------ RECORDED INFORMATION ------

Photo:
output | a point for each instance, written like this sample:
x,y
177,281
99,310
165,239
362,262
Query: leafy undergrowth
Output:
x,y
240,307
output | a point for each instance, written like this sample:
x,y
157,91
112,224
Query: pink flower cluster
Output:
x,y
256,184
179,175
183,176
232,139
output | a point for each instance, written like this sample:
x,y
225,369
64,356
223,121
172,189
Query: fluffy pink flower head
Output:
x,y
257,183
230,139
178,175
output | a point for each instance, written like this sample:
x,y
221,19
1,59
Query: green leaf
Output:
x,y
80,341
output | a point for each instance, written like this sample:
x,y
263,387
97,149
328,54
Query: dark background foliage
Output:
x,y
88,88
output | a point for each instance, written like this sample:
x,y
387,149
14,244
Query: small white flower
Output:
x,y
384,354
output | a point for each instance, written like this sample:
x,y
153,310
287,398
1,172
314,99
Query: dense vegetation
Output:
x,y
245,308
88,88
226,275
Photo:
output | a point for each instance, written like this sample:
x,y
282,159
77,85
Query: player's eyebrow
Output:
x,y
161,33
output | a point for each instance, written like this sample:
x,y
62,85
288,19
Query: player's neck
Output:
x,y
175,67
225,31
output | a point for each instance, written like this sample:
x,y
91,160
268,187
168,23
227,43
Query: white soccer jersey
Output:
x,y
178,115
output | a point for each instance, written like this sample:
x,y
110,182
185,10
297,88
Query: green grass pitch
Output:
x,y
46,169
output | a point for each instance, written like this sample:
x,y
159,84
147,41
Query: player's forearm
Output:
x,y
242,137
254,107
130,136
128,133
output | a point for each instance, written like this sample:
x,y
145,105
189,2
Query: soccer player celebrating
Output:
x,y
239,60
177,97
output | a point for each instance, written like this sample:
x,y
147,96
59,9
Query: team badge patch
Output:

------

→ **TASK OBJECTIVE**
Set down all of the records shown above once more, exactly.

→ **SOLUTION**
Photo:
output | a point for each instance, written like this sample:
x,y
177,281
99,310
165,239
362,262
Query: leafy undergrowth
Output:
x,y
240,307
output | a point for each instance, written like this sample:
x,y
157,91
112,224
Query: pink flower cluster
Output:
x,y
256,184
179,175
183,176
232,139
output | a point for each instance, written like this sample:
x,y
225,369
64,356
223,121
172,189
Query: fluffy pink flower head
Output:
x,y
257,183
230,139
178,175
output | a point for each instance, written like this sample:
x,y
221,19
1,59
Query: green leaf
Output:
x,y
80,341
output | a point for each instance, written like this sample:
x,y
263,387
97,149
328,54
Query: dark background foliage
Output:
x,y
88,88
output | a point for each instance, written like this sample:
x,y
387,149
14,244
Query: small white flower
Output:
x,y
384,354
output | a point for each instance, written like this sample:
x,y
153,310
287,398
1,172
314,99
Query: dense vegetation
Output:
x,y
245,308
88,88
226,275
Photo:
output | a point for each instance, written like this sample:
x,y
282,159
77,85
Query: player's eyebrow
Output:
x,y
161,33
output | a point for each instance, written like this sample:
x,y
62,85
288,19
Query: player's neck
Output:
x,y
175,67
225,31
output | a point for each instance, written like this sample:
x,y
91,160
268,187
168,23
227,43
Query: white soccer jersey
Output:
x,y
178,115
output | a point for each instance, written like this sample:
x,y
110,182
185,10
297,88
Query: green grass pitch
Output:
x,y
46,169
output | a point for each instance, written like this sample:
x,y
159,84
147,41
Query: player's forearm
Output:
x,y
242,137
254,107
130,136
128,133
output | a point for each instance, written like this sample:
x,y
145,105
189,2
Query: soccer player celebrating
Output:
x,y
239,60
177,97
output | a point for each instance, written like this sample:
x,y
147,96
59,9
Query: team badge patch
Output:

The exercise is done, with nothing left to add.